[Entries from a point annotation set]
## begin
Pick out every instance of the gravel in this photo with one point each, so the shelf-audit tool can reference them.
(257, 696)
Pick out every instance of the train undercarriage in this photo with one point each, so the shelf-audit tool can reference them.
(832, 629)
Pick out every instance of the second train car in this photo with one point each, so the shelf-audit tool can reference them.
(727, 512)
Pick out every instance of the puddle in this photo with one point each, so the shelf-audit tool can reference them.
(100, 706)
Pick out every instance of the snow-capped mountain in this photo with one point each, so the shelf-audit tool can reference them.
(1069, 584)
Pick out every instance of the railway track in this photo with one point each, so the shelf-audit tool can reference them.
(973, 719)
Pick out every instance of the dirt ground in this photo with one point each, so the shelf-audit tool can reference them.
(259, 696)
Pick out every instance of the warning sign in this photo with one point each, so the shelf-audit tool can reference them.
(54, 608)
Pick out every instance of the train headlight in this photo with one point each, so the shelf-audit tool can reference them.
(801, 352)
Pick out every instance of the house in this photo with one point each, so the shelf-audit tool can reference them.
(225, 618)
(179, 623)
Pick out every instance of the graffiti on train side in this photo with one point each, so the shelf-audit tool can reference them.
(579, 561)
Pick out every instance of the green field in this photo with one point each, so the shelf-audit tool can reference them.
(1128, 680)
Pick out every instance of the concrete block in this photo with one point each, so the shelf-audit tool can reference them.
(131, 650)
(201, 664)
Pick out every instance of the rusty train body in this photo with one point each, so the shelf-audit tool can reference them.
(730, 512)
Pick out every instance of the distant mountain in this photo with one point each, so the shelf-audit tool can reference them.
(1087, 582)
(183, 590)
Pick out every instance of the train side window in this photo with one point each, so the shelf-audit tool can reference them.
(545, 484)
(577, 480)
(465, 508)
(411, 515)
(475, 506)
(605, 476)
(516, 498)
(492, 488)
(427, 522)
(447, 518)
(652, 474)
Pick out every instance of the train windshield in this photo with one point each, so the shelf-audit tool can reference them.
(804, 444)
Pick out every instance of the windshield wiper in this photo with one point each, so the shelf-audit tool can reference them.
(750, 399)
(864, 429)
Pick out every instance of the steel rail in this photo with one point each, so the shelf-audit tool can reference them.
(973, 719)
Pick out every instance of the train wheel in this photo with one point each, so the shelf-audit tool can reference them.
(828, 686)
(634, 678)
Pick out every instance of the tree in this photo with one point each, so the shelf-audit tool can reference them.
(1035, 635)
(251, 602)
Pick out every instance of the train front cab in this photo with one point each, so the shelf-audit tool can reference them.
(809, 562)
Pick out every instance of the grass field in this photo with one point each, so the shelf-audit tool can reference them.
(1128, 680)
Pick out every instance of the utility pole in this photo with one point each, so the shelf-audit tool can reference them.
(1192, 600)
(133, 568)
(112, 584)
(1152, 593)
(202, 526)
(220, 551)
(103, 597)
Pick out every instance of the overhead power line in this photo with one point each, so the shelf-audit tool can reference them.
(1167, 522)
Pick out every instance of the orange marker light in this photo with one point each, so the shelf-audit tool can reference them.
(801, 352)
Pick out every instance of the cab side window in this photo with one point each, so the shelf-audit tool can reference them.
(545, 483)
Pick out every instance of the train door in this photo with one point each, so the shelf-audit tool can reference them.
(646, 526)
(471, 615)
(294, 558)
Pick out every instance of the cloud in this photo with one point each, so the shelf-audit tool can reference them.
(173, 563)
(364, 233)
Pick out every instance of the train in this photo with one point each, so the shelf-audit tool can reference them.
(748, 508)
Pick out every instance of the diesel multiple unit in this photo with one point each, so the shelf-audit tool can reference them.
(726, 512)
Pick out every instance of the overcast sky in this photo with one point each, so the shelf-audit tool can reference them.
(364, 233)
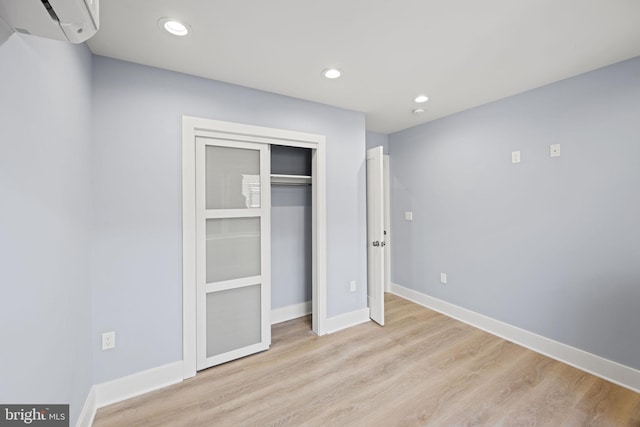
## end
Do this: Reproduce every line of the listing above unchanged, leaving out the pictures.

The completed task:
Pick out every instance of the gravel in this photo with one point each, so the shelf-audit tool can reference them.
(257, 696)
Pick out every instance of the train undercarriage in this photo with one point each, so the shelf-audit tool can reference them.
(832, 629)
Pick out every instance of the second train car in this photo with one point each, so the shelf-audit tool can reference them.
(727, 512)
Pick out every instance of the puddle in this photo with one point each, so the shelf-audit tool can reference them.
(100, 706)
Pick out every instance of the snow-capped mountain in this photo with one point each, so the shelf-audit tool can reference them.
(1069, 584)
Pick out every instance of the railway track in this photo with one point each, so the shelf-audit tool can reference them.
(973, 719)
Pick out every instance of the dirt ground in this photo with one point each, so the shelf-audit tool can reference them.
(259, 696)
Pick out every instance of the warning sign in this photo with one point each, so the shelf-audit tool can reference them.
(54, 608)
Pick out every instance of the train headlight in this photo with one point each, so the shelf-audit tool can reference them.
(801, 352)
Pick out every instance of the house in this photo with one point each, so the shelf-audit tool can reference them.
(225, 618)
(179, 623)
Pick out every instance of the graffiti on train side in this photo with one point each, so the shelf-audit tool can reference them.
(579, 561)
Pick out every instance of the green field in this photo with one point each, so the shelf-audit tool can reference them.
(1128, 680)
Pick out every instance of the concrete block in this photo with one point each, so the shelf-audit tool can reference them.
(131, 650)
(201, 664)
Pick out every instance of the rusty train body in this photo with one point each, so the shelf-audit tool can reference them.
(730, 512)
Pick out every instance of the distant mountain in this photo with one point each, so the shelf-audit tool can reference them.
(1087, 582)
(183, 590)
Pick out every instance of the train side window in this photo with one point each, so the shelf-audit tool can reference them.
(545, 484)
(577, 480)
(465, 508)
(411, 515)
(475, 506)
(605, 476)
(516, 498)
(492, 488)
(427, 522)
(447, 518)
(652, 474)
Pick out every instance of the train windshield in this photo with one point each, so the shelf-audit tool can reference them.
(804, 444)
Pick out every instance of the windshield wiper in this photo with one point each, so the shelf-audit tool can reference them.
(750, 399)
(864, 429)
Pick out every instance of the steel rail in this photo with one point each, so the shelf-audit tool can reference them.
(973, 719)
Pick out every instance of the train wheel in this photo with one point each, so the shelf-audit tool can reference them.
(828, 686)
(634, 678)
Pick out every instance of the tree in this photo with one point each, so the shelf-audit tool can reference them.
(1035, 635)
(251, 602)
Pick out every instance of the train front cab in this photo with one point each, so the shelf-audit tool can reference them.
(809, 562)
Pick out every instance of the grass field in this photo with one point each, so the shelf-audit tool can reference them.
(1128, 680)
Pick out every instance of the utility pole in this photo with one point each, so the shelf-audit tool can reference them.
(1192, 600)
(133, 568)
(112, 584)
(1152, 593)
(202, 526)
(220, 551)
(103, 597)
Pick out every instance of the overhead power line in this photo with one point each, so the shelf-audit tool can reference them.
(1167, 522)
Pick out every instance of the orange marker light in this photo with one point each, so the shelf-audit tool can reference them.
(801, 352)
Pick out every instance of the cab side window in this photo with one point each, so the shelf-audit tool can reference them.
(545, 483)
Pick out every instance of the train door in this photo with one point each, so the shelf-audit tool can reference them.
(646, 526)
(471, 615)
(294, 558)
Pick out every instance of the cloud in this photo with one point each, so the shelf-audit tool can reference them.
(173, 563)
(364, 233)
Pick out every instance of the train in this photo with one point each, so the shelf-audit tool can reference them.
(748, 508)
Pick out every instance of the diesel multiple unit in this photo with one point each, so the shelf-audit tool can reference them.
(726, 512)
Pick out every instance of the overcast sky in this photo with one point each, so the shelf-audit tool can reference them.
(364, 233)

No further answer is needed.